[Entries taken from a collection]
-*-
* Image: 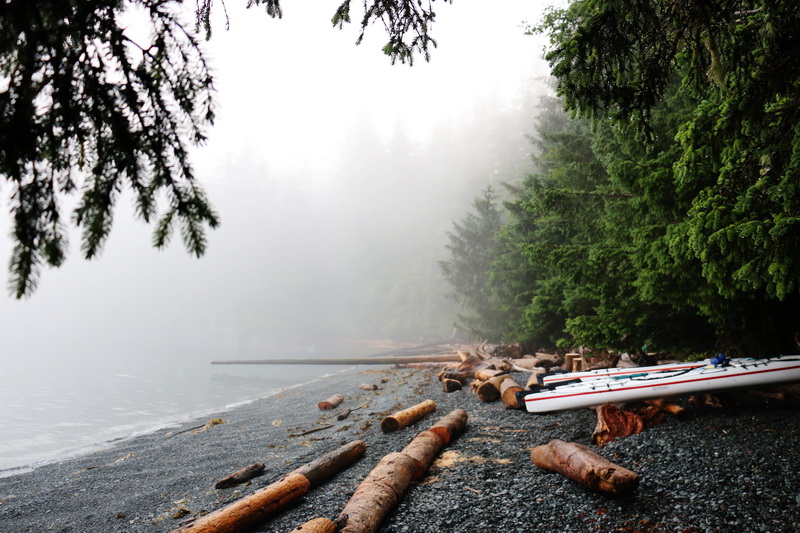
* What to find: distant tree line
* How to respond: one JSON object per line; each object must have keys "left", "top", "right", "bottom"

{"left": 440, "top": 1, "right": 800, "bottom": 356}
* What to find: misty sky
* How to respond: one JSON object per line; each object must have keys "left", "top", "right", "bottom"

{"left": 0, "top": 2, "right": 554, "bottom": 367}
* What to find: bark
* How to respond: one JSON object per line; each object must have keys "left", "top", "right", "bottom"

{"left": 172, "top": 473, "right": 311, "bottom": 533}
{"left": 530, "top": 439, "right": 639, "bottom": 496}
{"left": 500, "top": 377, "right": 523, "bottom": 409}
{"left": 337, "top": 452, "right": 421, "bottom": 533}
{"left": 290, "top": 518, "right": 337, "bottom": 533}
{"left": 380, "top": 399, "right": 437, "bottom": 433}
{"left": 214, "top": 463, "right": 266, "bottom": 489}
{"left": 401, "top": 430, "right": 446, "bottom": 474}
{"left": 288, "top": 440, "right": 367, "bottom": 488}
{"left": 318, "top": 394, "right": 344, "bottom": 411}
{"left": 427, "top": 408, "right": 469, "bottom": 446}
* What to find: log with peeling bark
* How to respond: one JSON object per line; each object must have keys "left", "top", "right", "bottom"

{"left": 290, "top": 517, "right": 337, "bottom": 533}
{"left": 318, "top": 394, "right": 344, "bottom": 410}
{"left": 427, "top": 408, "right": 468, "bottom": 446}
{"left": 500, "top": 377, "right": 523, "bottom": 409}
{"left": 591, "top": 403, "right": 647, "bottom": 446}
{"left": 337, "top": 410, "right": 468, "bottom": 533}
{"left": 172, "top": 441, "right": 366, "bottom": 533}
{"left": 475, "top": 375, "right": 509, "bottom": 402}
{"left": 530, "top": 439, "right": 639, "bottom": 496}
{"left": 442, "top": 378, "right": 462, "bottom": 392}
{"left": 214, "top": 463, "right": 266, "bottom": 489}
{"left": 380, "top": 399, "right": 437, "bottom": 433}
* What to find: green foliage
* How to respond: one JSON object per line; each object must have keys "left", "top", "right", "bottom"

{"left": 1, "top": 0, "right": 219, "bottom": 297}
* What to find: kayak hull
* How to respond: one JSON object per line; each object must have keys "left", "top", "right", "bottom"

{"left": 522, "top": 356, "right": 800, "bottom": 413}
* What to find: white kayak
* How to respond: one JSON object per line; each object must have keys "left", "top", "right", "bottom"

{"left": 521, "top": 355, "right": 800, "bottom": 413}
{"left": 540, "top": 360, "right": 708, "bottom": 386}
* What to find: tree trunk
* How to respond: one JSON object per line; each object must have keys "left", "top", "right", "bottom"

{"left": 380, "top": 399, "right": 437, "bottom": 433}
{"left": 174, "top": 441, "right": 365, "bottom": 532}
{"left": 288, "top": 440, "right": 367, "bottom": 488}
{"left": 427, "top": 408, "right": 468, "bottom": 446}
{"left": 337, "top": 409, "right": 468, "bottom": 533}
{"left": 172, "top": 473, "right": 311, "bottom": 533}
{"left": 318, "top": 394, "right": 344, "bottom": 410}
{"left": 530, "top": 439, "right": 639, "bottom": 496}
{"left": 500, "top": 377, "right": 523, "bottom": 409}
{"left": 214, "top": 463, "right": 266, "bottom": 489}
{"left": 290, "top": 518, "right": 337, "bottom": 533}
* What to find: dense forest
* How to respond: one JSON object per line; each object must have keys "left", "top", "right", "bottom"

{"left": 441, "top": 1, "right": 800, "bottom": 358}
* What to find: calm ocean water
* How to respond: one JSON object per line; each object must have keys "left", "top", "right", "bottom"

{"left": 0, "top": 357, "right": 346, "bottom": 477}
-*-
GOAL OF THE EXERCISE: Set down exactly the lines of the data above, beginning with the line that has "with peeling bark" and ending with the line that has "find: tree trunk", and no others.

TASK RESPONSE:
* What to find: log with peeling bark
* How to respond: one JSON object per line; each object must have keys "left", "top", "right", "bottom"

{"left": 290, "top": 517, "right": 337, "bottom": 533}
{"left": 318, "top": 394, "right": 344, "bottom": 410}
{"left": 427, "top": 408, "right": 468, "bottom": 446}
{"left": 500, "top": 377, "right": 523, "bottom": 409}
{"left": 591, "top": 403, "right": 647, "bottom": 446}
{"left": 337, "top": 410, "right": 468, "bottom": 533}
{"left": 172, "top": 441, "right": 366, "bottom": 533}
{"left": 475, "top": 375, "right": 509, "bottom": 402}
{"left": 530, "top": 439, "right": 639, "bottom": 496}
{"left": 442, "top": 378, "right": 462, "bottom": 392}
{"left": 214, "top": 463, "right": 266, "bottom": 489}
{"left": 380, "top": 399, "right": 437, "bottom": 433}
* What to find: green foliage
* How to respond: one JSON object per line; each object must have keys "left", "top", "right", "bottom"

{"left": 1, "top": 0, "right": 219, "bottom": 297}
* What to find: kayak hull
* How to respond: one JSON object per line; each object must have keys "left", "top", "right", "bottom"

{"left": 522, "top": 356, "right": 800, "bottom": 413}
* What to find: white kayak
* How to respond: one JSON object per line; each object must have keys "left", "top", "right", "bottom"

{"left": 521, "top": 355, "right": 800, "bottom": 413}
{"left": 540, "top": 360, "right": 708, "bottom": 386}
* What to find: tree trunk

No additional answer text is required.